Aim of the exercise: Copy out each line in the items below that contains the string "path", keeping every line whole. Case counts when matching.

Data records:
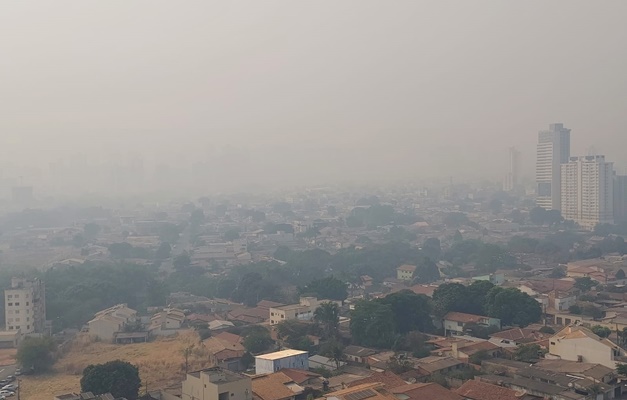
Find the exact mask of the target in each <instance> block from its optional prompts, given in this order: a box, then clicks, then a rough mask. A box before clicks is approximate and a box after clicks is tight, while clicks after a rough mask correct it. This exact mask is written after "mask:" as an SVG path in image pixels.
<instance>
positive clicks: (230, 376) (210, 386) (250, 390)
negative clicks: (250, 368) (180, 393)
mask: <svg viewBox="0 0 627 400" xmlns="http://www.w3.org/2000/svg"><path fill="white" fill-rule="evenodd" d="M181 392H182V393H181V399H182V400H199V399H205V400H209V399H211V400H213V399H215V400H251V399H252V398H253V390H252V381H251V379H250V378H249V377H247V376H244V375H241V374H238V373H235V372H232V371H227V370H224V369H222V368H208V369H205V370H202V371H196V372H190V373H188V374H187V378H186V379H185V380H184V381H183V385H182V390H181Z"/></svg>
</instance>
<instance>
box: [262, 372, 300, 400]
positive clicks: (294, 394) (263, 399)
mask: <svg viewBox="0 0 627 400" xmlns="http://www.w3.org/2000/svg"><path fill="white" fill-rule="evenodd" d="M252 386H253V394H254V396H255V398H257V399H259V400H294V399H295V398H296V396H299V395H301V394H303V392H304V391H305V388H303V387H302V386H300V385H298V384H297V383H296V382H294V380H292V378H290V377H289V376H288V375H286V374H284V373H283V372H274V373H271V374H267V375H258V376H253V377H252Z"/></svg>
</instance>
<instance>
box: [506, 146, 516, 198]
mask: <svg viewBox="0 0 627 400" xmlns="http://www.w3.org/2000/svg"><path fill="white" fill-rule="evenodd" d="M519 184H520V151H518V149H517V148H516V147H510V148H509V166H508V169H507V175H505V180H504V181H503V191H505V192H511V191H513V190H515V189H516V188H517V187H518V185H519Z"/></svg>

Final answer:
Find the exact mask of the target in each <instance> block from its optional prompts, given in this order: a box, then clicks, then a rough mask. A box before clicks is approximate and a box after clicks is tight, while clicks after a rough mask correct it. This exact mask is written after "mask:" as an SVG path in image pixels.
mask: <svg viewBox="0 0 627 400" xmlns="http://www.w3.org/2000/svg"><path fill="white" fill-rule="evenodd" d="M181 392H182V393H181V399H182V400H199V399H205V400H209V399H211V400H213V399H215V400H251V399H252V398H253V390H252V381H251V379H250V378H249V377H247V376H244V375H241V374H238V373H235V372H232V371H227V370H224V369H222V368H208V369H205V370H202V371H196V372H190V373H188V374H187V378H186V379H185V380H184V381H183V385H182V390H181Z"/></svg>
mask: <svg viewBox="0 0 627 400" xmlns="http://www.w3.org/2000/svg"><path fill="white" fill-rule="evenodd" d="M252 386H253V394H254V396H255V398H257V399H259V400H294V399H295V398H296V396H299V395H301V394H303V392H304V391H305V388H303V387H302V386H300V385H298V384H297V383H296V382H294V380H292V378H290V377H289V376H288V375H286V374H284V373H283V372H274V373H271V374H267V375H258V376H253V377H252Z"/></svg>
mask: <svg viewBox="0 0 627 400" xmlns="http://www.w3.org/2000/svg"><path fill="white" fill-rule="evenodd" d="M519 184H520V151H518V149H517V148H516V147H510V148H509V166H508V169H507V175H505V180H504V181H503V191H505V192H511V191H513V190H515V189H516V188H517V187H518V185H519Z"/></svg>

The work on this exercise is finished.